== Data records ==

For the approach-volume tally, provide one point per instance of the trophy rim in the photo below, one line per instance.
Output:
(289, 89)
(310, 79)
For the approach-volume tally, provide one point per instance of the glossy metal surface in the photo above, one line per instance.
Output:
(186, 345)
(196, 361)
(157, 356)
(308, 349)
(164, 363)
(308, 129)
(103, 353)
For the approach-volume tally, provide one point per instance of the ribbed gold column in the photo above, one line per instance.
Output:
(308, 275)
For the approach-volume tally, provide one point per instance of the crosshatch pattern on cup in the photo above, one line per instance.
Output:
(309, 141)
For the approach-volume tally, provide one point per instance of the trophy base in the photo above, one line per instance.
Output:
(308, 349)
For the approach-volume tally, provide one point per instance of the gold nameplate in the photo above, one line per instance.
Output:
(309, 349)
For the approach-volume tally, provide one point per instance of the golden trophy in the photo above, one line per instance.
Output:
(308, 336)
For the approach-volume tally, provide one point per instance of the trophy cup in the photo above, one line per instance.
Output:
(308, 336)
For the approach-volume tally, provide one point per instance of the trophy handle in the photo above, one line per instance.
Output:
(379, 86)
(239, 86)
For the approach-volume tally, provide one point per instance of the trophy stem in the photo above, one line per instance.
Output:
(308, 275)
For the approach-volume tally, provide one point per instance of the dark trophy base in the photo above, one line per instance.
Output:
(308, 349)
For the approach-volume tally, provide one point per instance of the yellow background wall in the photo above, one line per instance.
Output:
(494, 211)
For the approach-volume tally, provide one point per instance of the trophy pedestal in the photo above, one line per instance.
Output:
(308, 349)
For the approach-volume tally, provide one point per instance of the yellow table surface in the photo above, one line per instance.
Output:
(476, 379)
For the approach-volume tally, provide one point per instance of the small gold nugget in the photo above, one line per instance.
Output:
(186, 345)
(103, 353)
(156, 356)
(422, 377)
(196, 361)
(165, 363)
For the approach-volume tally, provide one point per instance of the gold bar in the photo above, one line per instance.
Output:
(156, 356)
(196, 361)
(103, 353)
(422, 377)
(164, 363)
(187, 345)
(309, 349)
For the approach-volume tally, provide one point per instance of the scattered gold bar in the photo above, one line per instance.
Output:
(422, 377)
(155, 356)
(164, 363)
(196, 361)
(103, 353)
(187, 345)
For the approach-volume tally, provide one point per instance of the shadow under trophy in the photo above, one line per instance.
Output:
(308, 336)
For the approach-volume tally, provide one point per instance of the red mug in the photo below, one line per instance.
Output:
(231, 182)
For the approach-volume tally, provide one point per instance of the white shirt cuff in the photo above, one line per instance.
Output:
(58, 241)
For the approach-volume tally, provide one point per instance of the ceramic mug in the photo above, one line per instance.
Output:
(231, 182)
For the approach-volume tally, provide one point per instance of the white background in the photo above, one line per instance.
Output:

===

Your response should consist of the data above, duplicated exactly.

**Task result**
For the approach-volume tally, provide one point per instance of the trophy rim in the photo below, one line per instance.
Output:
(289, 89)
(310, 79)
For the approach-volume tally, provide one point per instance of the glossy metal surface in the photo above, one line per instance.
Output:
(186, 345)
(196, 361)
(157, 356)
(308, 349)
(164, 363)
(308, 129)
(103, 353)
For the approach-volume tally, provide one point per instance of the ribbed gold column in the photo above, one line per instance.
Output:
(308, 275)
For the approach-volume tally, provide one point per instance of the crosshatch pattern on cup in the photo above, one line per instance.
Output:
(309, 141)
For the approach-volume tally, provide one point per instance of the trophy base in the photo above, one line per instance.
Output:
(308, 349)
For the approach-volume tally, provide one point per instance of the gold nameplate in the photo above, one line per instance.
Output:
(309, 349)
For the approach-volume tally, provide one point per instance of the golden trophy in the photo above, one line per instance.
Output:
(308, 336)
For the approach-volume tally, provide one point per instance of the trophy cup in the photo above, one line per instance.
Output:
(308, 336)
For the approach-volume tally, provide one point per instance of the trophy handle in the photo above, one line per instance.
Output:
(379, 86)
(239, 86)
For the approach-volume tally, provide one point per instance of the trophy stem in the photo above, one line per instance.
Output:
(308, 275)
For the approach-volume tally, provide one point per instance of the dark trophy base in the photo above, one line per instance.
Output:
(308, 349)
For the approach-volume tally, provide one point per instance of the yellow background wall in the photo above, one line per instance.
Output:
(494, 211)
For the approach-volume tally, provide one point per instance of the trophy pedestal in the photo above, one line per instance.
Output:
(308, 349)
For the approach-volume tally, provide one point per instance of the yellow table surface in the photo above, one line per instance.
Output:
(476, 379)
For the approach-volume tally, provide one point per instance of the small gold nugget in the photo above, one line per instance.
Output:
(186, 345)
(103, 353)
(156, 356)
(422, 377)
(196, 361)
(165, 363)
For the approach-volume tally, provide one point per instance of the gold bar in the photo above, one line per instance.
Output:
(156, 356)
(196, 361)
(103, 353)
(422, 377)
(164, 363)
(187, 345)
(309, 349)
For the approach-volume tally, provide one point per instance of the scattered gold bar in the photo above, one line per instance.
Output:
(422, 377)
(155, 356)
(164, 363)
(196, 361)
(103, 353)
(187, 345)
For the approach-volume tally, provide one point per instance of the shadow under trophy in the photo above, one line per instance.
Output:
(308, 336)
For the approach-volume tally, provide one point per instance of the red mug in the photo below, one line per instance.
Output:
(231, 182)
For the approach-volume tally, provide one point per instance of the white shirt cuff in the photo above, one line per instance.
Output:
(58, 241)
For the approach-volume tally, provide one point per instance of the ceramic mug in the photo above, one line per instance.
Output:
(231, 182)
For the approach-volume tally, provide one point per instance of the white background in the photo above, one line per instance.
Output:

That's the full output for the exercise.